Collected data
== Segment start ==

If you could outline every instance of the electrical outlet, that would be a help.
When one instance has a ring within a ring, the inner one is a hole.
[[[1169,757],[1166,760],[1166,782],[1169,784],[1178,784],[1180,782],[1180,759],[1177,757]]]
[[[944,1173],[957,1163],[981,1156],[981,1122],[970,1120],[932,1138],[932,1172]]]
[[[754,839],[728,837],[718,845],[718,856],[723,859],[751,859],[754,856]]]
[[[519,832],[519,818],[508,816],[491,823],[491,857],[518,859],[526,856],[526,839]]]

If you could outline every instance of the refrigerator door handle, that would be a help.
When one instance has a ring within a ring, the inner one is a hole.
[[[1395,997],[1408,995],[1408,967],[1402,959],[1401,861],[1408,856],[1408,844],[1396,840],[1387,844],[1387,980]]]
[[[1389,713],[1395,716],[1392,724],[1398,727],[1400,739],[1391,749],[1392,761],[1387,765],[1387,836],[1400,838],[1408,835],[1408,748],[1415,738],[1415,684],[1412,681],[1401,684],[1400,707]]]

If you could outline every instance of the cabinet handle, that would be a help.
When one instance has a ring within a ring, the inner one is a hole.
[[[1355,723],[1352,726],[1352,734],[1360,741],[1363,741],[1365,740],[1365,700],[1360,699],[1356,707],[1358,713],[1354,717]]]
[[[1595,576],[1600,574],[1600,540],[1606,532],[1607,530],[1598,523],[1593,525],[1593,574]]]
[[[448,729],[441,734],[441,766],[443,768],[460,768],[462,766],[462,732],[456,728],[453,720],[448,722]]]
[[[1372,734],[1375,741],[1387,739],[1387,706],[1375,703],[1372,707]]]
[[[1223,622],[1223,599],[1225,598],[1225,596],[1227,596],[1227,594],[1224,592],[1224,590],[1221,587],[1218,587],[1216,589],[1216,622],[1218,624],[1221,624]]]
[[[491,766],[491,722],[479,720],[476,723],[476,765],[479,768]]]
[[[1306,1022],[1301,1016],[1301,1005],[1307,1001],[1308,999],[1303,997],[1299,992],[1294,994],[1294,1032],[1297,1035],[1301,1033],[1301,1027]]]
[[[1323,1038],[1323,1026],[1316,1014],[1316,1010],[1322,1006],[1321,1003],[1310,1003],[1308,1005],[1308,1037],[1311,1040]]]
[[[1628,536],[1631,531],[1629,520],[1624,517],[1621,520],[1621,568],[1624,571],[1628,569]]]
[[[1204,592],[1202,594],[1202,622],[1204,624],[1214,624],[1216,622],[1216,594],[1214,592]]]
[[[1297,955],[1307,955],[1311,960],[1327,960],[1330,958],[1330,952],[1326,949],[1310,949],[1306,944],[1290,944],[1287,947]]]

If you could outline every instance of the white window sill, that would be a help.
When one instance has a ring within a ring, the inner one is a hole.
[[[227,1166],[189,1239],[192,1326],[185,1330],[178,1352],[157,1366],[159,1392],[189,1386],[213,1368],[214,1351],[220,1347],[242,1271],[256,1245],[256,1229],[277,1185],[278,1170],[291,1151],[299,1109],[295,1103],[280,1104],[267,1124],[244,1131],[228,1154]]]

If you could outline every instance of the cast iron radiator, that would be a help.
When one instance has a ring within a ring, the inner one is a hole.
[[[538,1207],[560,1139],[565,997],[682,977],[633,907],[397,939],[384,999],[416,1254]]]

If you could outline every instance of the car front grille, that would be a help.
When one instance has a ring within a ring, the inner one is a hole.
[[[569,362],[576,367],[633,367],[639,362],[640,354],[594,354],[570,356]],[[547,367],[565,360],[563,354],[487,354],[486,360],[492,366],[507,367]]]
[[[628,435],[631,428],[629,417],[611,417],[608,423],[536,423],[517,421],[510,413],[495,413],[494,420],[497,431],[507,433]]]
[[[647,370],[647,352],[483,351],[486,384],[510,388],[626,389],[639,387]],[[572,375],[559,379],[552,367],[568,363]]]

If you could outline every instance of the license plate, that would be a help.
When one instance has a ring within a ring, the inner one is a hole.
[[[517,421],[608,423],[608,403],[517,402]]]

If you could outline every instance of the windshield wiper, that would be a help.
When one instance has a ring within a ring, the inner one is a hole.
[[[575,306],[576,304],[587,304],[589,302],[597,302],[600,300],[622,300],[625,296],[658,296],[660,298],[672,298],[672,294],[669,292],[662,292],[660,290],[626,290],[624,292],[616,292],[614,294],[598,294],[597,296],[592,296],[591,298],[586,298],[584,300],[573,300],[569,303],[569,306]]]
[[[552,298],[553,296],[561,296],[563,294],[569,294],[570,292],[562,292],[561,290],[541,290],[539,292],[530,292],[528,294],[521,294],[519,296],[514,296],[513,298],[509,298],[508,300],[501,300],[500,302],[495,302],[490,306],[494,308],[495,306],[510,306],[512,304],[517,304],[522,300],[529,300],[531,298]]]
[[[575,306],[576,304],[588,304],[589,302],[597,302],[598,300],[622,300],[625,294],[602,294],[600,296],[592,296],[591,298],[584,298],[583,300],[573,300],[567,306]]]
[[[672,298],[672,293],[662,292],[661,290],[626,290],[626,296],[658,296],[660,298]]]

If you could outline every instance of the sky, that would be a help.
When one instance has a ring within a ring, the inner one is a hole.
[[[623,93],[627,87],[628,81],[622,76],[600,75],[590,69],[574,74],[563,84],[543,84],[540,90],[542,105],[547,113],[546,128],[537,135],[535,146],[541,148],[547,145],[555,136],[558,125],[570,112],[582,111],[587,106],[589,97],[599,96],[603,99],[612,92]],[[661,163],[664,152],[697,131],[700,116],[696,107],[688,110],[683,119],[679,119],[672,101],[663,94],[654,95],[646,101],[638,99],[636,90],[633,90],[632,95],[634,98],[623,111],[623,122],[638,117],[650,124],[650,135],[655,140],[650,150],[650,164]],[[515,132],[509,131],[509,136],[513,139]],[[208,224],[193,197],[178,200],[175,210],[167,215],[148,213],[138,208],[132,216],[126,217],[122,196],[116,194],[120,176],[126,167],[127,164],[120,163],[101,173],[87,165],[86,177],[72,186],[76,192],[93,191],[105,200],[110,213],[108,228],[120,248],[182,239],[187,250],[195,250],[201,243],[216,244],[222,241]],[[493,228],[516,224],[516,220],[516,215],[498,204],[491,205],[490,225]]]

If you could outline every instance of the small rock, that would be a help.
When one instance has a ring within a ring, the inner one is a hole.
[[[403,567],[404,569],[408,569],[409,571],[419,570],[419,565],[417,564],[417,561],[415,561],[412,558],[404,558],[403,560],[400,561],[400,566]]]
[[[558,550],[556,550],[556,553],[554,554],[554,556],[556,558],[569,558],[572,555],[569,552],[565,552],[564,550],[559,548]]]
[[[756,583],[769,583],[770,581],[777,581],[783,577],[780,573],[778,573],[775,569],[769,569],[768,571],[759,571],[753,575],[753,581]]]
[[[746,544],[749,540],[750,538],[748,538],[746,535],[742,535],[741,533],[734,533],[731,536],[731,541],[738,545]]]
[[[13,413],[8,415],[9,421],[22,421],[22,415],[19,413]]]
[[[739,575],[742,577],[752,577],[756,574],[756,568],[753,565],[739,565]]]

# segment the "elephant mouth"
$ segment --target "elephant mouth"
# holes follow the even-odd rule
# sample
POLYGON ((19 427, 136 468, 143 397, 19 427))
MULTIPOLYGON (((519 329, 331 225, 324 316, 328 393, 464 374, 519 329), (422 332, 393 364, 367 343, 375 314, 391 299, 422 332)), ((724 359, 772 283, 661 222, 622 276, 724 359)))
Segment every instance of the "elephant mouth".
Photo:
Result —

== Segment end ==

Task instructions –
Your answer should consist only of the lines from the one with "If you could outline every instance of the small" through the end of the data above, reproduced exactly.

Result for this exercise –
If you could outline every instance of the small rock, that would be a help.
When one instance has a ring within a ring, the inner one is a hole.
[[[403,567],[404,569],[408,569],[409,571],[419,570],[419,565],[417,564],[417,561],[415,561],[412,558],[404,558],[403,560],[400,561],[400,566]]]
[[[558,550],[556,550],[556,553],[554,554],[554,556],[556,558],[569,558],[572,555],[569,552],[565,552],[564,550],[559,548]]]
[[[756,583],[769,583],[770,581],[777,581],[783,577],[780,573],[778,573],[775,569],[769,569],[768,571],[759,571],[753,575],[753,581]]]
[[[746,544],[749,540],[750,538],[748,538],[746,535],[742,535],[741,533],[734,533],[731,536],[731,541],[738,545]]]
[[[13,413],[8,415],[9,421],[22,421],[22,415],[19,413]]]
[[[739,575],[742,577],[752,577],[756,574],[756,568],[753,565],[739,565]]]

# segment the "elephant mouth"
$ segment --target "elephant mouth"
# holes follow the even-odd rule
# sample
POLYGON ((19 427, 136 468, 143 397, 19 427))
MULTIPOLYGON (((519 329, 331 225, 324 316, 328 393, 464 374, 519 329), (422 332, 393 364, 367 343, 375 314, 391 299, 422 332)), ((724 359, 772 283, 661 222, 622 276, 724 359)))
Segment every instance of the "elephant mouth".
Photo:
Result —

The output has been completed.